> _To do_
Return every line from the one with "100L202 105L250 104L251" through the one with "positive clicks: (288, 51) (255, 51)", inclusive, exactly as it appears below.

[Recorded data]
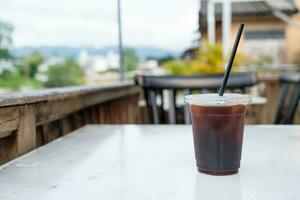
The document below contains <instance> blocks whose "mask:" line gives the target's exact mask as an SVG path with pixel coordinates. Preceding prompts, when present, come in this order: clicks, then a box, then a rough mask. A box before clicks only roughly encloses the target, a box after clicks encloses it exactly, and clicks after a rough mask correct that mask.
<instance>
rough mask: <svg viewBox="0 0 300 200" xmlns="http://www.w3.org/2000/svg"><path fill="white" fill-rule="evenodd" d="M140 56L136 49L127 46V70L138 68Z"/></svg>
mask: <svg viewBox="0 0 300 200" xmlns="http://www.w3.org/2000/svg"><path fill="white" fill-rule="evenodd" d="M138 62H139V58H138V56H137V55H136V53H135V51H134V49H131V48H126V49H125V50H124V65H125V71H133V70H135V69H136V68H137V65H138Z"/></svg>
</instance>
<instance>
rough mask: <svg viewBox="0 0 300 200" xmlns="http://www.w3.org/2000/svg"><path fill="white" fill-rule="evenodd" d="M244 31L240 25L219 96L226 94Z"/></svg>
mask: <svg viewBox="0 0 300 200" xmlns="http://www.w3.org/2000/svg"><path fill="white" fill-rule="evenodd" d="M243 29H244V24H240V27H239V31H238V33H237V35H236V38H235V42H234V46H233V49H232V52H231V55H230V59H229V62H228V65H227V68H226V72H225V74H224V78H223V82H222V85H221V87H220V91H219V96H223V94H224V90H225V87H226V85H227V82H228V78H229V75H230V72H231V68H232V64H233V61H234V58H235V54H236V51H237V49H238V46H239V42H240V39H241V36H242V33H243Z"/></svg>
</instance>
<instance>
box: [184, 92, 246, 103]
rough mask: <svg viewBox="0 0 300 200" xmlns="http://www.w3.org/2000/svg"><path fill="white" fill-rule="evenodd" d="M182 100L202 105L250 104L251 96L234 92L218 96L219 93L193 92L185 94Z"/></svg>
mask: <svg viewBox="0 0 300 200" xmlns="http://www.w3.org/2000/svg"><path fill="white" fill-rule="evenodd" d="M184 101H185V102H186V103H189V104H193V105H202V106H232V105H240V104H242V105H247V104H250V103H251V97H250V96H248V95H244V94H234V93H225V94H224V96H219V94H195V95H188V96H185V98H184Z"/></svg>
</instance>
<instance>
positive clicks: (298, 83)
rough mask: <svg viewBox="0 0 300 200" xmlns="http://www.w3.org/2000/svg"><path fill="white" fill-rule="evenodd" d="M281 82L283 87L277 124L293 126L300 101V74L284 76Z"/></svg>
mask: <svg viewBox="0 0 300 200" xmlns="http://www.w3.org/2000/svg"><path fill="white" fill-rule="evenodd" d="M280 81H281V84H282V86H281V94H280V98H279V103H278V107H277V112H276V117H275V124H293V121H294V118H295V114H296V111H297V109H298V105H299V100H300V74H299V73H298V74H297V73H296V74H283V75H281V76H280Z"/></svg>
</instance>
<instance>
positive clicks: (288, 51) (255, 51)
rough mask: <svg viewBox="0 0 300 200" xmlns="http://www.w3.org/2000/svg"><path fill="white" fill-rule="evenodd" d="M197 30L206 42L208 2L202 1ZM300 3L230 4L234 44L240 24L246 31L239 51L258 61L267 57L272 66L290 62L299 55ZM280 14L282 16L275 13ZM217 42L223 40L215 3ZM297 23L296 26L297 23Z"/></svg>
mask: <svg viewBox="0 0 300 200" xmlns="http://www.w3.org/2000/svg"><path fill="white" fill-rule="evenodd" d="M201 8H202V9H201V11H200V12H199V31H200V32H201V35H202V38H201V40H200V44H201V41H204V40H206V39H207V37H208V36H207V1H206V0H202V1H201ZM299 8H300V0H295V1H291V0H290V1H288V0H271V1H251V0H248V1H240V2H232V26H231V30H232V34H231V42H233V40H234V37H235V34H236V32H237V29H238V26H239V24H240V23H245V25H246V26H245V32H244V34H243V38H242V40H241V45H240V48H241V50H242V51H243V52H245V53H247V54H248V55H250V56H252V57H253V58H259V57H260V56H269V57H271V58H272V60H273V63H286V62H288V63H290V62H292V61H293V59H295V56H296V55H297V54H298V55H299V53H300V45H299V44H300V14H299ZM277 11H279V13H280V15H281V16H278V14H276V12H277ZM215 20H216V42H221V40H222V4H221V3H216V4H215ZM297 23H298V24H297ZM187 53H188V52H187Z"/></svg>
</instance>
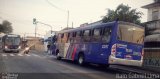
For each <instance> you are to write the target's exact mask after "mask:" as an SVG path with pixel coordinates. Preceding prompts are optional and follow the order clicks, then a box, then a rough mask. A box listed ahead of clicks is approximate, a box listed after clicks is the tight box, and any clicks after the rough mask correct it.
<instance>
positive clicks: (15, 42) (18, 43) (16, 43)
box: [6, 37, 20, 45]
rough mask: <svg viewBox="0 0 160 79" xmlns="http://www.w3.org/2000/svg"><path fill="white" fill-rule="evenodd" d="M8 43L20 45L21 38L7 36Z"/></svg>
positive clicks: (15, 44)
mask: <svg viewBox="0 0 160 79" xmlns="http://www.w3.org/2000/svg"><path fill="white" fill-rule="evenodd" d="M6 44H7V45H19V44H20V38H18V37H8V38H6Z"/></svg>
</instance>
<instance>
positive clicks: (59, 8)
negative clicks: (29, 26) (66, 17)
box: [46, 0, 67, 12]
mask: <svg viewBox="0 0 160 79" xmlns="http://www.w3.org/2000/svg"><path fill="white" fill-rule="evenodd" d="M46 2H47V3H48V4H49V5H51V6H52V7H54V8H56V9H58V10H61V11H65V12H66V11H67V10H64V9H62V8H59V7H57V6H56V5H54V4H53V3H51V2H50V1H49V0H46Z"/></svg>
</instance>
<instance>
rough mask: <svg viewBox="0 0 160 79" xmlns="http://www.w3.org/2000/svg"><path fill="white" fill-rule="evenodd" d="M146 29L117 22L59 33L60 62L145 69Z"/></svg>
mask: <svg viewBox="0 0 160 79" xmlns="http://www.w3.org/2000/svg"><path fill="white" fill-rule="evenodd" d="M143 39H144V28H143V27H142V26H139V25H136V24H133V23H128V22H121V21H114V22H108V23H100V24H96V25H88V26H84V27H79V28H75V29H71V30H64V31H60V32H59V33H58V37H57V43H56V50H55V53H54V55H55V56H56V57H57V59H61V58H64V59H67V60H72V61H78V63H79V64H80V65H83V64H85V63H96V64H99V65H105V66H109V64H121V65H132V66H141V65H142V59H143V41H144V40H143Z"/></svg>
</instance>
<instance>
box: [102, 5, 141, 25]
mask: <svg viewBox="0 0 160 79" xmlns="http://www.w3.org/2000/svg"><path fill="white" fill-rule="evenodd" d="M142 15H143V13H142V12H140V11H139V12H137V9H131V7H129V6H128V5H123V4H120V5H119V6H118V7H117V8H116V10H111V9H108V13H107V14H106V15H105V16H103V18H102V22H110V21H114V20H116V19H117V18H118V19H119V21H125V22H131V23H135V24H141V20H140V18H141V16H142Z"/></svg>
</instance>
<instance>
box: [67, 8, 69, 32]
mask: <svg viewBox="0 0 160 79" xmlns="http://www.w3.org/2000/svg"><path fill="white" fill-rule="evenodd" d="M67 14H68V15H67V29H68V27H69V25H68V24H69V10H68V11H67Z"/></svg>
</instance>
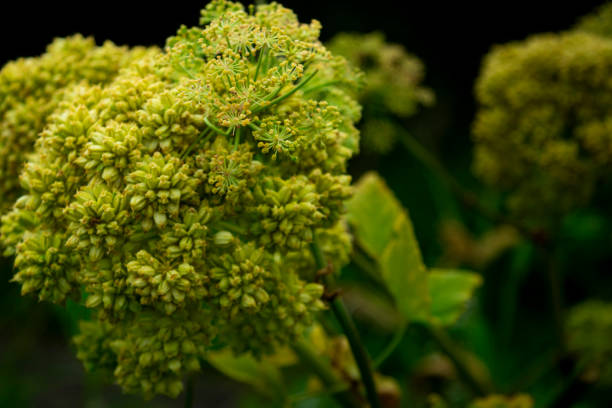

> _Response to the task_
rough mask: <svg viewBox="0 0 300 200" xmlns="http://www.w3.org/2000/svg"><path fill="white" fill-rule="evenodd" d="M182 100L202 105L250 104L251 96L234 92L218 96L219 93L193 92L185 94Z"/></svg>
mask: <svg viewBox="0 0 300 200" xmlns="http://www.w3.org/2000/svg"><path fill="white" fill-rule="evenodd" d="M184 101H185V102H186V103H189V104H193V105H202V106H232V105H240V104H242V105H247V104H250V103H251V97H250V96H248V95H244V94H234V93H225V94H224V96H219V94H195V95H188V96H185V98H184Z"/></svg>
</instance>
<instance>
positive clicks: (298, 83)
rough mask: <svg viewBox="0 0 300 200" xmlns="http://www.w3.org/2000/svg"><path fill="white" fill-rule="evenodd" d="M281 82L283 87L277 124L293 126L300 101V74L284 76Z"/></svg>
mask: <svg viewBox="0 0 300 200" xmlns="http://www.w3.org/2000/svg"><path fill="white" fill-rule="evenodd" d="M280 81H281V84H282V86H281V94H280V98H279V103H278V107H277V112H276V117H275V124H293V121H294V118H295V114H296V111H297V109H298V105H299V100H300V74H299V73H298V74H297V73H296V74H283V75H281V76H280Z"/></svg>
</instance>
<instance>
positive clicks: (288, 51) (255, 51)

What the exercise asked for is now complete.